DATA ENTRIES |
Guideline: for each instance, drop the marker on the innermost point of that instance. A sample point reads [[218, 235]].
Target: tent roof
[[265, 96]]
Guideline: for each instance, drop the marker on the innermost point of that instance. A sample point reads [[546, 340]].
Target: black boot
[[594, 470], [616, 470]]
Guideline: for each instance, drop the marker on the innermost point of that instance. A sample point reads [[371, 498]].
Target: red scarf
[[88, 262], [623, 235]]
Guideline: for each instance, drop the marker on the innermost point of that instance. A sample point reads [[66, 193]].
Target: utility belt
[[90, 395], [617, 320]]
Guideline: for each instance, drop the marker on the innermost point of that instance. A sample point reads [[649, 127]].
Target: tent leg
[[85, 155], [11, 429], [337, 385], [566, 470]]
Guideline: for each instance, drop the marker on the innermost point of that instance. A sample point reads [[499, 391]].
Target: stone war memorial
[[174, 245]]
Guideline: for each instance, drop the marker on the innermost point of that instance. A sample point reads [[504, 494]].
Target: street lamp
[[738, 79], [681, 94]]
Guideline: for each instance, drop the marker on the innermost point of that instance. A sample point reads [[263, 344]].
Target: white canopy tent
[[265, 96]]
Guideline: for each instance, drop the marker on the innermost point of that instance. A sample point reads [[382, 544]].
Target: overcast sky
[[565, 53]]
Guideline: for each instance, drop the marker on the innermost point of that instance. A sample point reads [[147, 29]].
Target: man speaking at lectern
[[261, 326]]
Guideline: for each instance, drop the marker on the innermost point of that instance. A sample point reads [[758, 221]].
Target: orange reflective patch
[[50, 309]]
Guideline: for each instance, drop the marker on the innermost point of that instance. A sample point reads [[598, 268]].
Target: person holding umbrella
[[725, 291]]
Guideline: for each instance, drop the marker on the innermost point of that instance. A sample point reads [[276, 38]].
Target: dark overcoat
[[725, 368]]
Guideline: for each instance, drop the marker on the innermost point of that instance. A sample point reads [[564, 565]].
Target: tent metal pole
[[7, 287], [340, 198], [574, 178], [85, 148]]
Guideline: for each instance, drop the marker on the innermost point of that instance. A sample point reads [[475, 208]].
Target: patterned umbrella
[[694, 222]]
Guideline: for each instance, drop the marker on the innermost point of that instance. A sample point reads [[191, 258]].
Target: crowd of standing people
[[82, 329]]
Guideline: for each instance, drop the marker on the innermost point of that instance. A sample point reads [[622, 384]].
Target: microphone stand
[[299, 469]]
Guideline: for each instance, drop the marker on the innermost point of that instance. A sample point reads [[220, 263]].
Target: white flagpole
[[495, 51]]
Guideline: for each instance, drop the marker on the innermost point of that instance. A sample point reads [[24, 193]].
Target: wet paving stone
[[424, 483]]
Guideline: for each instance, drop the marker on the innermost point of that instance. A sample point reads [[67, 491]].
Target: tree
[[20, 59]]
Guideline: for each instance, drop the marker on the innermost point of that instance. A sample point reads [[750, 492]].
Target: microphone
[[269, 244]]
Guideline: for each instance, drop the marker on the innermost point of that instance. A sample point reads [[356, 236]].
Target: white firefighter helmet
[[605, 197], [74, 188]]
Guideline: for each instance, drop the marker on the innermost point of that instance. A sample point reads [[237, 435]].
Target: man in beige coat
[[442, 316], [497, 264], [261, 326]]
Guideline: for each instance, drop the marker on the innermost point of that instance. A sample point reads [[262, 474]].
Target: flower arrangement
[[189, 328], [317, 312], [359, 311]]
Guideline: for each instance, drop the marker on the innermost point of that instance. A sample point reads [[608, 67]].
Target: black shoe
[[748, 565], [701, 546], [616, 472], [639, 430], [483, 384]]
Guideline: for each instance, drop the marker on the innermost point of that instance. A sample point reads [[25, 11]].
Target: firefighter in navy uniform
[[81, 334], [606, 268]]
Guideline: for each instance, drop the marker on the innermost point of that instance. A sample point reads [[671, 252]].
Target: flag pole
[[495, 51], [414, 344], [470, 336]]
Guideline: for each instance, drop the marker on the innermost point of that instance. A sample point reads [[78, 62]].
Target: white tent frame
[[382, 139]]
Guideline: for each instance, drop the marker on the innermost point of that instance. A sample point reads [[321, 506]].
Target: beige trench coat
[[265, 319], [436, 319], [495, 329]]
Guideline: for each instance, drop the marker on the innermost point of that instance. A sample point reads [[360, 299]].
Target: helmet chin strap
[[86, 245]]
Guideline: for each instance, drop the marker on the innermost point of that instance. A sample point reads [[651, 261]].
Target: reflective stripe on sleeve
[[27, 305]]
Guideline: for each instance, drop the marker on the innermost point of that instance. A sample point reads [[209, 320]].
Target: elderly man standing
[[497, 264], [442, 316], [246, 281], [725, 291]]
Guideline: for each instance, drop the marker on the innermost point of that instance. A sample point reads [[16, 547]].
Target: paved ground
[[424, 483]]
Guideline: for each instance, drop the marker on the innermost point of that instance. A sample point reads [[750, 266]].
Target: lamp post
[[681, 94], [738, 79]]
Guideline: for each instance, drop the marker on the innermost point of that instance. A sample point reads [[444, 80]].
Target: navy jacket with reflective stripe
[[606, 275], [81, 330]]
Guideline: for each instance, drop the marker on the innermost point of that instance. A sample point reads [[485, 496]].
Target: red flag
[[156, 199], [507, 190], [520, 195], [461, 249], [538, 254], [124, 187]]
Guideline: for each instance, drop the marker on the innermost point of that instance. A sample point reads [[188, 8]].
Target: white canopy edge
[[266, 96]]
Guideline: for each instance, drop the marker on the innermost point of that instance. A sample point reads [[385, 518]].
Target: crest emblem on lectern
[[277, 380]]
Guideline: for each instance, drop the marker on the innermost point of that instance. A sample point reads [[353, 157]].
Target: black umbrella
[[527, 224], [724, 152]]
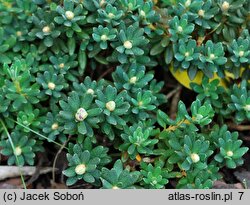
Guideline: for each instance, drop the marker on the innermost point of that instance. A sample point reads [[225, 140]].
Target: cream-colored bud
[[80, 169], [195, 157], [19, 33], [69, 15], [241, 53], [54, 126], [46, 29], [104, 37], [133, 80], [201, 12], [225, 6], [212, 56], [90, 91], [110, 105], [51, 86], [127, 44], [230, 153], [61, 65], [187, 3], [180, 29], [18, 151], [81, 114], [111, 15]]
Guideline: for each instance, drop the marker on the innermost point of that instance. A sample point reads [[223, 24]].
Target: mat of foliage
[[85, 90]]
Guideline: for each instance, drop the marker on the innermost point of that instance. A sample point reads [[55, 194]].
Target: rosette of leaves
[[62, 63], [52, 83], [79, 114], [88, 86], [188, 7], [195, 152], [240, 102], [5, 45], [209, 91], [51, 127], [102, 35], [180, 28], [142, 104], [231, 151], [24, 10], [119, 178], [133, 79], [186, 55], [30, 117], [114, 108], [196, 179], [153, 177], [212, 58], [82, 165], [109, 15], [131, 43], [44, 27], [137, 140], [231, 17], [205, 14], [72, 16], [18, 85], [201, 114], [146, 13], [131, 5], [20, 150], [98, 151], [4, 102], [240, 51]]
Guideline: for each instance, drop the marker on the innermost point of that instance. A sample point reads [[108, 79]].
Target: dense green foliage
[[82, 74]]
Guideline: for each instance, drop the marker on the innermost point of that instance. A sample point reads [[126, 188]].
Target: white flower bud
[[230, 153], [19, 33], [241, 53], [111, 15], [80, 169], [18, 151], [180, 29], [133, 80], [104, 37], [201, 12], [51, 86], [225, 6], [54, 126], [142, 13], [69, 15], [128, 44], [61, 65], [81, 114], [46, 29], [212, 56], [195, 157], [187, 3], [110, 105], [90, 91], [247, 108]]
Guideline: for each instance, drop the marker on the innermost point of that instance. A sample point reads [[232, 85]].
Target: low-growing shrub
[[85, 76]]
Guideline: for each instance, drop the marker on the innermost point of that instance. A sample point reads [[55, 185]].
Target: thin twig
[[57, 154], [239, 127], [174, 104]]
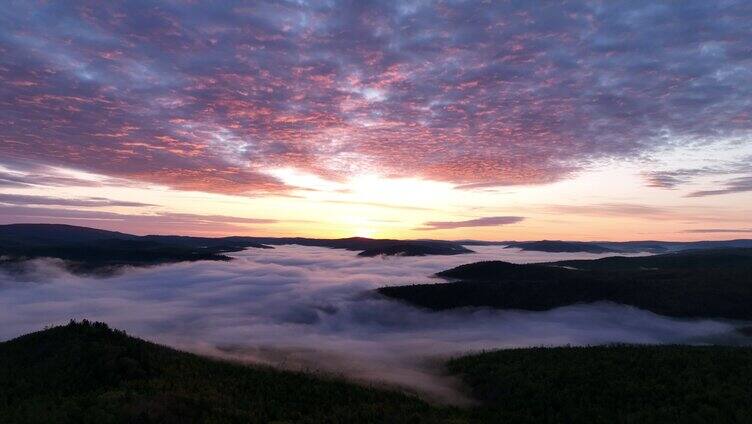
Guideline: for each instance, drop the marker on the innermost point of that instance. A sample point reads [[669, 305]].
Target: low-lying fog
[[313, 308]]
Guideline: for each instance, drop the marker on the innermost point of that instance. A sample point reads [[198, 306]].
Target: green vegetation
[[610, 384], [88, 373], [694, 283]]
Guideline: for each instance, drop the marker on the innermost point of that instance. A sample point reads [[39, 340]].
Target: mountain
[[561, 246], [89, 250], [48, 234], [695, 283], [609, 384], [88, 373]]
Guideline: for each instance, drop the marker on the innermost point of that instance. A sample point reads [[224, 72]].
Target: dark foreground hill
[[693, 283], [610, 384], [88, 373]]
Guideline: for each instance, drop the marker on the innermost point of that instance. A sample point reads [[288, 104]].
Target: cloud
[[472, 93], [23, 199], [615, 209], [719, 230], [313, 309], [147, 223], [734, 185], [491, 221]]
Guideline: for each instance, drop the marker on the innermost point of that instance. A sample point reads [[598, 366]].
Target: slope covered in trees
[[694, 283], [88, 373]]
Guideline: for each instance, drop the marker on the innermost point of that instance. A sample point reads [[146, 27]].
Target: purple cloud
[[206, 98]]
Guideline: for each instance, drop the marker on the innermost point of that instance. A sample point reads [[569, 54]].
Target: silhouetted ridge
[[86, 372], [415, 249], [694, 283]]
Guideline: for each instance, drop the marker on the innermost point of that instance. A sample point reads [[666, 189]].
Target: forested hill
[[88, 373], [696, 283]]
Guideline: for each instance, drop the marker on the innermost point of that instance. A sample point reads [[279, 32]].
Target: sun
[[365, 232]]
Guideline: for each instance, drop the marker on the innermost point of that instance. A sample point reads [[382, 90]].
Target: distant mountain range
[[93, 250], [651, 246], [90, 250], [715, 283]]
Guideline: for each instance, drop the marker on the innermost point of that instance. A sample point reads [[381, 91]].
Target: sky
[[491, 120]]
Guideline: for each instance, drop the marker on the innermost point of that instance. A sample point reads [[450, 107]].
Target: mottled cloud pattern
[[207, 97], [490, 221]]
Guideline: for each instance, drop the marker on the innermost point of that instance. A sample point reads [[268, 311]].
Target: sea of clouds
[[315, 309]]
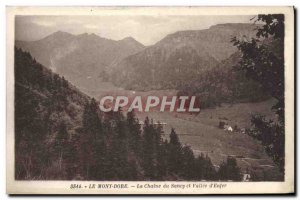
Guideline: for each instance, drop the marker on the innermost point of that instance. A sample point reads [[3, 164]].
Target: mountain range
[[81, 59], [87, 60]]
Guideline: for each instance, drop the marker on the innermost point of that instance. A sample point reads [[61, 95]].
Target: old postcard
[[150, 100]]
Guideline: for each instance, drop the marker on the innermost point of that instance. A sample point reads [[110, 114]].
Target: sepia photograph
[[126, 100]]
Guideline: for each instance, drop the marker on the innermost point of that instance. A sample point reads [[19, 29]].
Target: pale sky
[[146, 29]]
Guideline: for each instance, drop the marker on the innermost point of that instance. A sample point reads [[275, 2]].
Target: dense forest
[[60, 134], [264, 63]]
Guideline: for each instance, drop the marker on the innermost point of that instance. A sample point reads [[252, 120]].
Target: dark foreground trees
[[263, 61]]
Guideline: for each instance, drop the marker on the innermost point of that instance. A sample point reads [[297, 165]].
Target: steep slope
[[179, 57], [82, 59]]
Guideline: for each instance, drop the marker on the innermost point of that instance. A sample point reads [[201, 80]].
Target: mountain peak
[[131, 40], [61, 34]]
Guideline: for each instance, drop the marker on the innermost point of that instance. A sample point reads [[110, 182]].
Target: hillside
[[66, 54], [179, 57], [199, 62], [60, 134]]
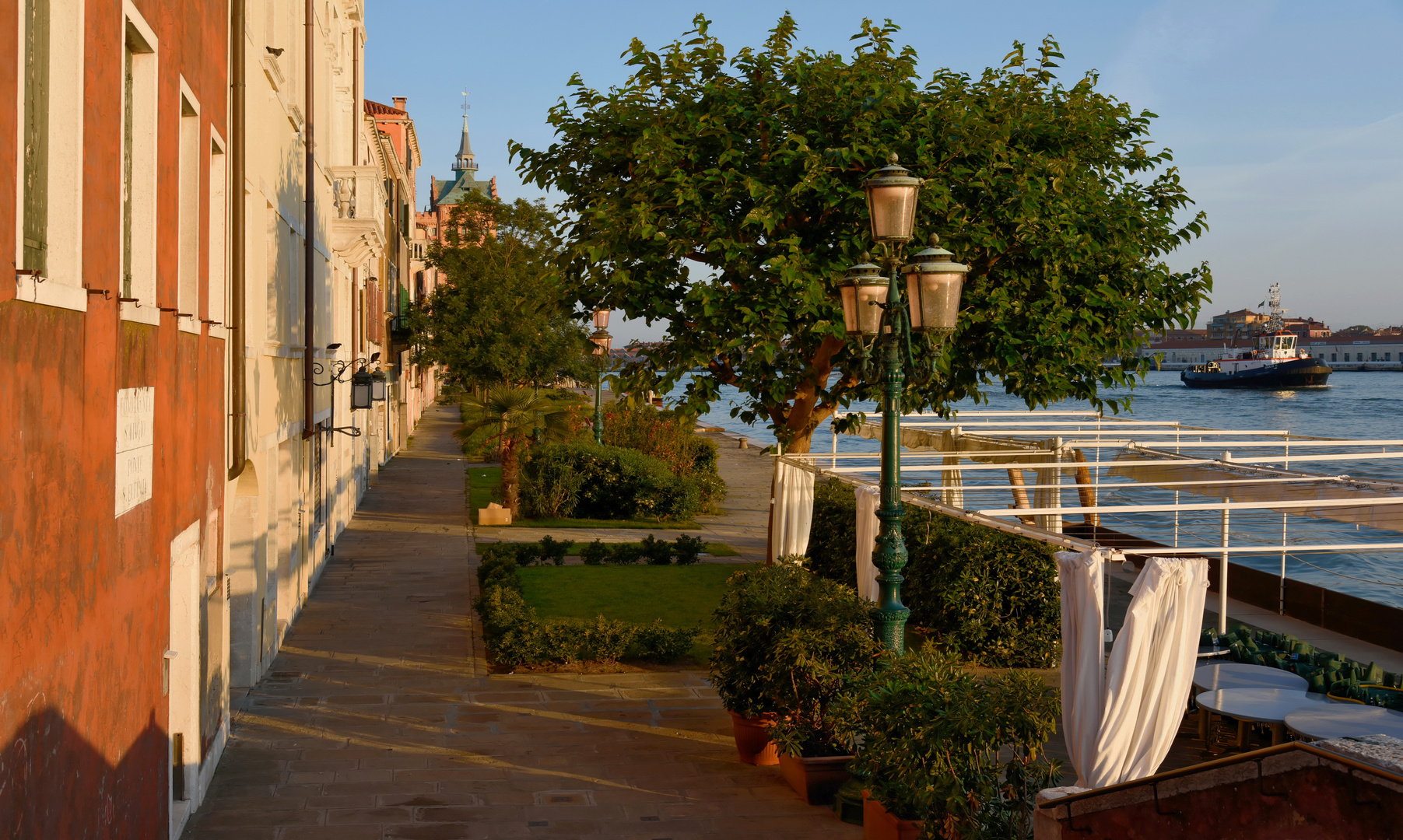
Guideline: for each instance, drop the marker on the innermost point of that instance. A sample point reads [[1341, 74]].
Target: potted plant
[[932, 735], [758, 609], [812, 668]]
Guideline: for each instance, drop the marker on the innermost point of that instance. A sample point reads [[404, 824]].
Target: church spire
[[465, 153]]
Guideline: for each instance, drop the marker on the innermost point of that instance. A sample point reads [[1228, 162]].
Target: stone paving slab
[[381, 719]]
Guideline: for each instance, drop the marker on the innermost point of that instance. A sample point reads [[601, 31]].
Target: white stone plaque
[[135, 446]]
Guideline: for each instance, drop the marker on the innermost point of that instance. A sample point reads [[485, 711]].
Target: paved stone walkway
[[381, 719]]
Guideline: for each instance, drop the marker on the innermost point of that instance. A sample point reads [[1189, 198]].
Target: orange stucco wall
[[83, 593]]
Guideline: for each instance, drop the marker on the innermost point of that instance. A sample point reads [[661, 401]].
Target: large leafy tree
[[504, 316], [723, 194]]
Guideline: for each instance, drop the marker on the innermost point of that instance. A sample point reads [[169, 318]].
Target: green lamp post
[[604, 344], [879, 310]]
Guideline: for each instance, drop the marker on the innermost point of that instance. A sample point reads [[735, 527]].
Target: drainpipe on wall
[[356, 97], [237, 380], [309, 229]]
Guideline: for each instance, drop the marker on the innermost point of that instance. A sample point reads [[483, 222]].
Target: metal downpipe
[[237, 361]]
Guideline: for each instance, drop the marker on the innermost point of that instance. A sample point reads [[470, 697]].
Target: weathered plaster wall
[[85, 593]]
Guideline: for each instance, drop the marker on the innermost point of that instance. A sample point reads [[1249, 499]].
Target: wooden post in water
[[1222, 578]]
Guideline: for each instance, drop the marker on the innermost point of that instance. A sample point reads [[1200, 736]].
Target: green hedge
[[515, 635], [668, 436], [990, 597], [769, 627], [590, 481]]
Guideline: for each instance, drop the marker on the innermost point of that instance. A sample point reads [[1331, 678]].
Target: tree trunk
[[511, 485]]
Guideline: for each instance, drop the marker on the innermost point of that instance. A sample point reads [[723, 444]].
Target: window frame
[[141, 149]]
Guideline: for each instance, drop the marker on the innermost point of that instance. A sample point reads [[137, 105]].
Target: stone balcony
[[358, 227]]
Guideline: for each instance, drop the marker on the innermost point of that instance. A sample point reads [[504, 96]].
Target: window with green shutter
[[35, 135]]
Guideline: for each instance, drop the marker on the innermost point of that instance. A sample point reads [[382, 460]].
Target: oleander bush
[[613, 483], [688, 548], [668, 436], [938, 744], [595, 553], [990, 597], [655, 551]]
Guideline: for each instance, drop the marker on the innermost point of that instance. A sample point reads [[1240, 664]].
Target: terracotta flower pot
[[880, 825], [817, 780], [752, 740]]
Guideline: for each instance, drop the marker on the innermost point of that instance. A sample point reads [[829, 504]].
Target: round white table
[[1257, 705], [1345, 719], [1236, 675]]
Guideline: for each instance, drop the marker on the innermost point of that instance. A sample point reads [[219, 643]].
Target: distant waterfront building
[[448, 192], [1236, 324]]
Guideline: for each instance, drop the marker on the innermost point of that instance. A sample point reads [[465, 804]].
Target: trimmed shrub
[[665, 644], [625, 555], [688, 548], [655, 551], [759, 609], [613, 483], [595, 553], [668, 436], [991, 597]]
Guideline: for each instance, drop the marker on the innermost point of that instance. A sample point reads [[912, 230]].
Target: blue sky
[[1285, 118]]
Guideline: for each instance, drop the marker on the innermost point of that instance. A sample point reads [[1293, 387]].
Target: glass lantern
[[933, 285], [861, 289], [604, 342], [361, 387]]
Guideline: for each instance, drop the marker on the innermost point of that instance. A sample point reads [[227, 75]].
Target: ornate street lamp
[[886, 310], [604, 342], [361, 386]]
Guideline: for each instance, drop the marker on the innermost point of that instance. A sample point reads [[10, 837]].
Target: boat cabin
[[1277, 341]]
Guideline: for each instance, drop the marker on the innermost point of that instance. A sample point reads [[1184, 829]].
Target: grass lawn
[[629, 523], [487, 487], [682, 597]]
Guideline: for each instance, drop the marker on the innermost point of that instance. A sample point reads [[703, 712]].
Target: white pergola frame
[[1025, 434]]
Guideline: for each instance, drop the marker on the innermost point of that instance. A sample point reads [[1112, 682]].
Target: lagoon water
[[1356, 404]]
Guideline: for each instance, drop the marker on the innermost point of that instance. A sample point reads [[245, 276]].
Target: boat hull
[[1296, 373]]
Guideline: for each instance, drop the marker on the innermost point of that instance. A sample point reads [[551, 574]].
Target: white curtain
[[1120, 724], [1151, 670], [1082, 623], [868, 501], [793, 509]]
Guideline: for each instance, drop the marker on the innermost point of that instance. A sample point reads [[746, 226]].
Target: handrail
[[1226, 761]]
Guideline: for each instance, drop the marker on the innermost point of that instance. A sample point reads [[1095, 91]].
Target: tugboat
[[1275, 363]]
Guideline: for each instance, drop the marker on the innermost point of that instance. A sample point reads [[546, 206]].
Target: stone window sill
[[50, 292]]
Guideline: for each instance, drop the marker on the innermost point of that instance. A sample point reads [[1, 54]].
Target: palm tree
[[518, 412]]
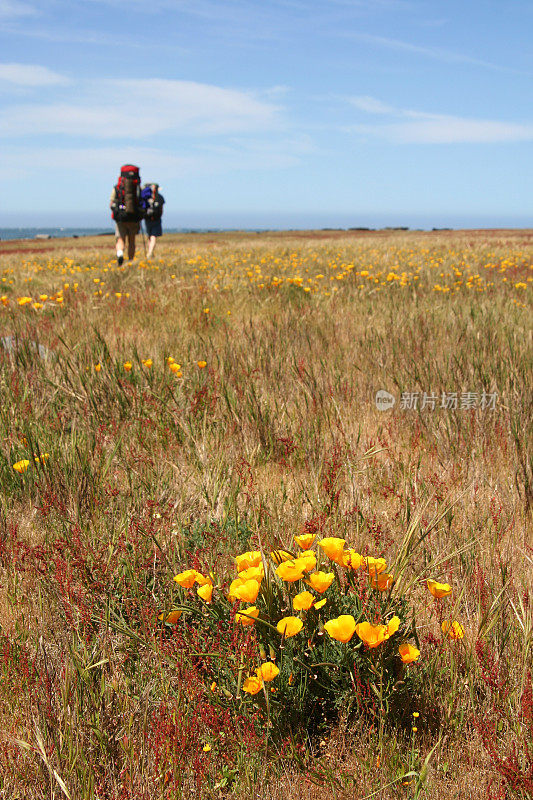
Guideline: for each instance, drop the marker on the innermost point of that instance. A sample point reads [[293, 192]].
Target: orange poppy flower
[[320, 581], [268, 671], [408, 652], [342, 628], [453, 629], [288, 571], [289, 626], [303, 601], [439, 589], [381, 582], [305, 540], [333, 547], [252, 685]]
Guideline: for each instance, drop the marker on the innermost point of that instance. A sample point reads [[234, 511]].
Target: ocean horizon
[[54, 232]]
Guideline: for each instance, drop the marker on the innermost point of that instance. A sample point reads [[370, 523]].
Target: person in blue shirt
[[152, 202]]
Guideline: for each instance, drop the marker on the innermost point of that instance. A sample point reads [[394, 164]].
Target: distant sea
[[57, 233]]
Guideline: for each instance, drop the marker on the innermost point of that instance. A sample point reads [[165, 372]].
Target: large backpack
[[127, 204], [152, 201]]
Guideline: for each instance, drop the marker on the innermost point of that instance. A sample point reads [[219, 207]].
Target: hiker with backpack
[[126, 210], [152, 202]]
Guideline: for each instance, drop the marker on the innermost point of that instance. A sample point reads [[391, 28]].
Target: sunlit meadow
[[226, 570]]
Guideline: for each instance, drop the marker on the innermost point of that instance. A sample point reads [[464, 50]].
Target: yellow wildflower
[[439, 589], [453, 629], [252, 685], [289, 626], [320, 581], [342, 628], [267, 672], [21, 466], [303, 601], [408, 653]]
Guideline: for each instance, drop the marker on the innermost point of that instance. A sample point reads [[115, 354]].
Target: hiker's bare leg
[[151, 246], [131, 246]]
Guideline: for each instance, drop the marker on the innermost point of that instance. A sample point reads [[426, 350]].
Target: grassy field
[[170, 415]]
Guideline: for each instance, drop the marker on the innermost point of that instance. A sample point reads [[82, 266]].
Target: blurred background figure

THE REQUEST | Give the lines from the one containing "reads [[391, 28]]." through the end of the entries again, exactly as written and with no other lines.

SOLVED EXERCISE |
Guideline: for each instance, drop the marker on the innermost point of that instance. A sample point reads [[391, 28]].
Target: sunlit meadow
[[226, 570]]
Guideline: for each instance, drop the marker on the innermost point of that instance. A sample point reads [[464, 50]].
Target: yellow wildflower
[[439, 589], [453, 629], [252, 685], [289, 626], [320, 581], [342, 628], [267, 672], [21, 466], [303, 601], [408, 653]]
Guideline: for each instance, drop the marker on the innermost point of that instance. A sample point reads [[115, 354]].
Target: hiker's bare leg
[[151, 246], [131, 246]]
Guideline: for each instance, drop the marker on the innermost point of that instance. A sample point reads [[426, 350]].
Target: grassy field
[[170, 415]]
Guideline: for each instance, drop the marker on the innermost point of that instance. A sample point reads [[82, 266]].
Target: blurred background figure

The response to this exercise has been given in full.